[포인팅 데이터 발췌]
****************
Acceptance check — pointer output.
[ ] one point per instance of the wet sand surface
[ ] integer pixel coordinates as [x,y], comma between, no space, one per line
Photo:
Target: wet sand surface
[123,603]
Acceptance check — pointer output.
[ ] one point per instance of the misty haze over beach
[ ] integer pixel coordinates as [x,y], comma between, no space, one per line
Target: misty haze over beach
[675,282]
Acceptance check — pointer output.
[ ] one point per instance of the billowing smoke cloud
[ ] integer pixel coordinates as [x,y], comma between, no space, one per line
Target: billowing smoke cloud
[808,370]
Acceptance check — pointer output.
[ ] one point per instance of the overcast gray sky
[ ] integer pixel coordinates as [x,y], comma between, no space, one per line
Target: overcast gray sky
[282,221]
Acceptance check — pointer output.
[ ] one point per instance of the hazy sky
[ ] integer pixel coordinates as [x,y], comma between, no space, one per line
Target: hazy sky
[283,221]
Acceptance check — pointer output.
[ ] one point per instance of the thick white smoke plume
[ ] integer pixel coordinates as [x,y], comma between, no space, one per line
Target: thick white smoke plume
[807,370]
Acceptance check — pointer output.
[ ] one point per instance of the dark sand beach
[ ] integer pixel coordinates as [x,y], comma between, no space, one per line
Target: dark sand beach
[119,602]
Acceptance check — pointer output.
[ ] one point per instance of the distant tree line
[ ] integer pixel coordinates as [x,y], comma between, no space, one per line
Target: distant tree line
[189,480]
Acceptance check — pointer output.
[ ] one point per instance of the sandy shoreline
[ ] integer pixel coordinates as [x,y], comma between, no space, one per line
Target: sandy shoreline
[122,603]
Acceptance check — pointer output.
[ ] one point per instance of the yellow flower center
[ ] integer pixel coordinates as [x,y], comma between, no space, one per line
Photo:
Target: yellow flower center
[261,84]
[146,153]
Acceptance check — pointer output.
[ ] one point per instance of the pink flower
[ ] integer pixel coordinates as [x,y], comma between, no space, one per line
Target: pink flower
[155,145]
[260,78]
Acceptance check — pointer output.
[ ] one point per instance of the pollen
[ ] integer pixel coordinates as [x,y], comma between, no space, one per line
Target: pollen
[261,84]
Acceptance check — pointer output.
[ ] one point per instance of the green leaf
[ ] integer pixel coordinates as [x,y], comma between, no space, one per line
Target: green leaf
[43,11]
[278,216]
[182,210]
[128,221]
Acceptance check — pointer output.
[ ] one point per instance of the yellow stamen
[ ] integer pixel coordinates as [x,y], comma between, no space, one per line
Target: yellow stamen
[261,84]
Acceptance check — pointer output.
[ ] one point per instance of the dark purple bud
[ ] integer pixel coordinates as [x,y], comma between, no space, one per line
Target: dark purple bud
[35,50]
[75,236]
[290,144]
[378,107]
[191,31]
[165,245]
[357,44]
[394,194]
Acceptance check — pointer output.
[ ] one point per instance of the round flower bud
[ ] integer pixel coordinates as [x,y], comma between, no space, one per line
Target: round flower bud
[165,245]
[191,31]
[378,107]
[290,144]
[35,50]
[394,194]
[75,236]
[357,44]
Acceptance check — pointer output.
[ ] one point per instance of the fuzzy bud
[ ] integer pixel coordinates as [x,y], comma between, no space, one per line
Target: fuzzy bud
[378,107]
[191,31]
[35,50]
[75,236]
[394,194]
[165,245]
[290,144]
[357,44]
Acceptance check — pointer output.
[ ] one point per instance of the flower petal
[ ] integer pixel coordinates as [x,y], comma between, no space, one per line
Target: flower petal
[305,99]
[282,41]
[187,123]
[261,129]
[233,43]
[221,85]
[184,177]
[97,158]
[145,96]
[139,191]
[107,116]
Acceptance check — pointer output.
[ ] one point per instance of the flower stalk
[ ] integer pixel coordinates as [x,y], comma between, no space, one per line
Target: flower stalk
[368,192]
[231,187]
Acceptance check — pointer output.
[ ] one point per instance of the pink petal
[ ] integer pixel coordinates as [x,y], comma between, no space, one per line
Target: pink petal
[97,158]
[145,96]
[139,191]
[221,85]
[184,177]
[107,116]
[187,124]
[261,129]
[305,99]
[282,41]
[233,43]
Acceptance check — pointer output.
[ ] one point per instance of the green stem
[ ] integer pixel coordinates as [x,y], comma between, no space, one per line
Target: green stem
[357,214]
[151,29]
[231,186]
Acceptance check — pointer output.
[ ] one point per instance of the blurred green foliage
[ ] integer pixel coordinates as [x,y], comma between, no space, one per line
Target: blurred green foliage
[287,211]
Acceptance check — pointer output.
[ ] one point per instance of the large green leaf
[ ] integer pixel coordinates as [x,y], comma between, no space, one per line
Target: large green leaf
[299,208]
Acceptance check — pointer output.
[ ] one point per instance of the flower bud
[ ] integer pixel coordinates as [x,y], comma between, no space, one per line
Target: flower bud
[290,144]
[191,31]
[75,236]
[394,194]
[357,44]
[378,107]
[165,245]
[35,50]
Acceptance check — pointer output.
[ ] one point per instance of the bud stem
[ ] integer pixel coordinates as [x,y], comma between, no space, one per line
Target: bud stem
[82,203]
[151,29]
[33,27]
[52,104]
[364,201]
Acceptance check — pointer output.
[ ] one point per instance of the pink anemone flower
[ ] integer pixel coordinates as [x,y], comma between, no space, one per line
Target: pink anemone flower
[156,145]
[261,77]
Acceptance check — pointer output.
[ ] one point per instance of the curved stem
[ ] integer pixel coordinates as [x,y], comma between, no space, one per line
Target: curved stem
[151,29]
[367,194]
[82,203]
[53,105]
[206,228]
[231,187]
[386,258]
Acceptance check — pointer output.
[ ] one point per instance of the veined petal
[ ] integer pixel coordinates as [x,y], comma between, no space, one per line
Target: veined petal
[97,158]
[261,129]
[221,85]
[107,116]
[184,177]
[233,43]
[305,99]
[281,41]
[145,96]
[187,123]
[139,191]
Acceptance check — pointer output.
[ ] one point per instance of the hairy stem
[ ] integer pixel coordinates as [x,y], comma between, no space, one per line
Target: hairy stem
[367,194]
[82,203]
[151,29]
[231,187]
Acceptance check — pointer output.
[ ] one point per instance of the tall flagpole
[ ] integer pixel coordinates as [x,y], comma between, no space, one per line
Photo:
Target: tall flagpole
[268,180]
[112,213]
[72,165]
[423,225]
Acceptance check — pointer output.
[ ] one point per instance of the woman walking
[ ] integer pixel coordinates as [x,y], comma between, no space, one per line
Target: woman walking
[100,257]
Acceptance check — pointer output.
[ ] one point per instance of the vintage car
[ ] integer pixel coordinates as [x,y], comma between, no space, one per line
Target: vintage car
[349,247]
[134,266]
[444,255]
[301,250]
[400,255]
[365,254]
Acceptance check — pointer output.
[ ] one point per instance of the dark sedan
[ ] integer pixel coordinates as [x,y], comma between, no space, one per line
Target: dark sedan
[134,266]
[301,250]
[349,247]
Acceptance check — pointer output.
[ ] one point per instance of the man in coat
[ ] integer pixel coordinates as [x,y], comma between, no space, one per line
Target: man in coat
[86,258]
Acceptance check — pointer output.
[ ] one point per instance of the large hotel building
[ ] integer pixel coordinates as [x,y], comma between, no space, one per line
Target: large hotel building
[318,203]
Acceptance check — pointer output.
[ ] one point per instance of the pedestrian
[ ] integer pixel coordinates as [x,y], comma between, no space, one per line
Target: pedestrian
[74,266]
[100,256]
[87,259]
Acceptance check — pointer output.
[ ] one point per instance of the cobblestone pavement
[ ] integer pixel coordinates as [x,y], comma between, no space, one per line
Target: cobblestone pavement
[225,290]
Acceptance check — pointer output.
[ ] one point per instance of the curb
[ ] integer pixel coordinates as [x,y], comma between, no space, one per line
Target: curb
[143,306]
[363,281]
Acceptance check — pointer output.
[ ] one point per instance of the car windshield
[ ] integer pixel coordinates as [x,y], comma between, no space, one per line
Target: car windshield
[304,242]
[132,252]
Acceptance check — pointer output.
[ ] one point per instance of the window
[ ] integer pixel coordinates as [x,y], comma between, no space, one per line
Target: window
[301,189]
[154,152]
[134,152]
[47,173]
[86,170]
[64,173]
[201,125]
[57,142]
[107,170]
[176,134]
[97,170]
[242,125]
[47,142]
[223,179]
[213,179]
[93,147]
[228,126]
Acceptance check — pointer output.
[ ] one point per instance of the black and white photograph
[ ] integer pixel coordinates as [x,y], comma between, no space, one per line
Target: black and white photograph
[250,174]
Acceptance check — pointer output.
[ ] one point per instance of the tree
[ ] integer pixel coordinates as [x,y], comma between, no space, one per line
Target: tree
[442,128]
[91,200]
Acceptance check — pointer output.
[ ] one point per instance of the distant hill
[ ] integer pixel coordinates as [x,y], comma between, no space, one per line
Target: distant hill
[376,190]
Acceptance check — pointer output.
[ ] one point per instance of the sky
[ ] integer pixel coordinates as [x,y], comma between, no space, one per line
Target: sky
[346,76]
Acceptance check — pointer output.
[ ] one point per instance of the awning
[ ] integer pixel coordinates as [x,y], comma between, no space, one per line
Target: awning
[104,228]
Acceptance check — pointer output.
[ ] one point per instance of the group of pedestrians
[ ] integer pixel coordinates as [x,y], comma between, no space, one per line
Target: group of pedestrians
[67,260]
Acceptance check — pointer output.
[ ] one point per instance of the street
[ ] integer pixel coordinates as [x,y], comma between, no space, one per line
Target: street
****************
> [과제 설명]: 위 데이터에서 "veined"라는 단어가 포함된 줄을 빠짐없이 나열하세요.

> [아래 풀이]:
[ ] one point per instance of the veined petal
Target: veined petal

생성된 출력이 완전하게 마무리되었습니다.